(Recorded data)
....

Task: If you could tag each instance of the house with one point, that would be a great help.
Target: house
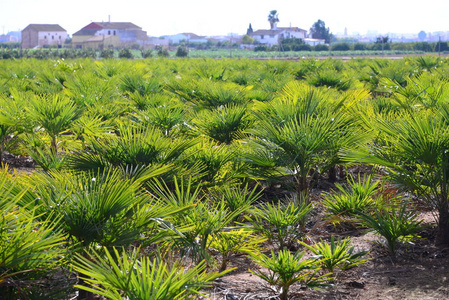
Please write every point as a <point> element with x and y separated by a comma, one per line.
<point>314,42</point>
<point>100,35</point>
<point>43,35</point>
<point>186,37</point>
<point>276,34</point>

....

**TASK PROMPT:** The expected output is each record, copied exactly, and nothing in place of the pictures.

**RESULT OF THE TASK:**
Task: If you could tag each instance of the house with one point, that would be a great help.
Target: house
Please write every point as a <point> element with x and y separated by a comma, one per line.
<point>314,42</point>
<point>100,35</point>
<point>43,35</point>
<point>186,37</point>
<point>276,34</point>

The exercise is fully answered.